- RECORDS FOR THE EXERCISE -
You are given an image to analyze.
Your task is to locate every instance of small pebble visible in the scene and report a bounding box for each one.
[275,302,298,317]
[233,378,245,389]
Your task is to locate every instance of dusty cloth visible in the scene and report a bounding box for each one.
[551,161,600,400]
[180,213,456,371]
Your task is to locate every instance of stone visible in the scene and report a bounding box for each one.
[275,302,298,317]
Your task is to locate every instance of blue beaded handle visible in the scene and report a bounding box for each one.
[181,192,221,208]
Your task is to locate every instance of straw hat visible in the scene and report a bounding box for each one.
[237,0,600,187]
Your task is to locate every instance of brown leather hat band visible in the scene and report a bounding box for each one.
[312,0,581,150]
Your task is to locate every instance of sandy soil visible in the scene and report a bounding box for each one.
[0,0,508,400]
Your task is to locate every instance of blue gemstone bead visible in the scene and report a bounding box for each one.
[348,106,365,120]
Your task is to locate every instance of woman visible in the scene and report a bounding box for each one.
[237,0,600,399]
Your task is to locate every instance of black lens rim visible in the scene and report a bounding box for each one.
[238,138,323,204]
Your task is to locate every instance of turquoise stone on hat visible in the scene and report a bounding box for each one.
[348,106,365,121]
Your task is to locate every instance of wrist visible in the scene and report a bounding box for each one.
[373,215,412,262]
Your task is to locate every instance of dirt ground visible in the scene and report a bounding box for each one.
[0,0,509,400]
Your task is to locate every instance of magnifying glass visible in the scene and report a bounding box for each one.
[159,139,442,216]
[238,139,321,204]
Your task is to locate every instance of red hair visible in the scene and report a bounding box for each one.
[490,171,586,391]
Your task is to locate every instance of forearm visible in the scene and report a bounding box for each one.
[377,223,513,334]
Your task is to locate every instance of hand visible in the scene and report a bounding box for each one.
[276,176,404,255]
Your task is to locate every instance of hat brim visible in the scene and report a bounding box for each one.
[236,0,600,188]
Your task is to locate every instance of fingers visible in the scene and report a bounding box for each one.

- AIM -
Return all of the material above word for word, with every line unchanged and in its original order.

- FULL ANSWER -
You are given an image to analyze.
Your task is to locate every instance of small pebble visible in the scene and report a bounding box for each one.
[275,302,298,317]
[233,378,245,389]
Your task is to locate every instance of dusty cloth visible in the scene and report a bounding box for each one.
[551,161,600,400]
[180,213,456,371]
Your task is to locate every instance of stone visible in the scene and report a bounding box for each one.
[275,302,298,317]
Your task is to locate every instance of blue beaded handle visible in the scene and report a bounding box for each one.
[181,192,221,208]
Your task is to locate every instance of straw hat visible in the scene and report a bounding box for each one.
[237,0,600,187]
Your task is to locate every instance of brown leather hat band visible in the scene and report a bounding box for each one.
[312,0,581,150]
Your task is to locate every instance of sandy soil visible in the scene and report a bounding box for each one.
[0,0,508,400]
Your task is to locate every instance of blue gemstone bead visible in the scene and report a bounding box for each one.
[348,106,365,120]
Your task is to locate every instance of woman visible in the scene and report a bounding box for each one.
[237,0,600,399]
Your task is to locate every instance of black lens rim visible in the scene and report a bounding box for each one.
[238,138,323,204]
Your task is to locate every instance of turquoise stone on hat visible in the scene and report a bounding box for each one.
[348,106,365,121]
Your task is to locate every instance of wrist visible in the scene and report a bounding box for each one.
[373,215,412,262]
Your task is to locate every instance of dirt ground visible in the scene and report a bounding box for each one.
[0,0,509,400]
Your task is to locate every instance of magnifying glass visible in the scene and report a bounding box for each one.
[159,139,442,216]
[238,139,321,204]
Your task is to locate every instance of red hair visible in the scene and report a bounding box for each one.
[490,171,586,391]
Your task is to locate every instance of forearm visible in the scene and report a bounding box for each one.
[377,223,513,334]
Your task is to locate every instance of hand visible in the scene and report a bounding box for each one.
[276,176,404,255]
Your task is to locate every instance of hat brim visible in the scene and report a bounding box for each one.
[236,0,600,188]
Your task is to locate every instance of fingers visible in the scene and report a bounding box for each one.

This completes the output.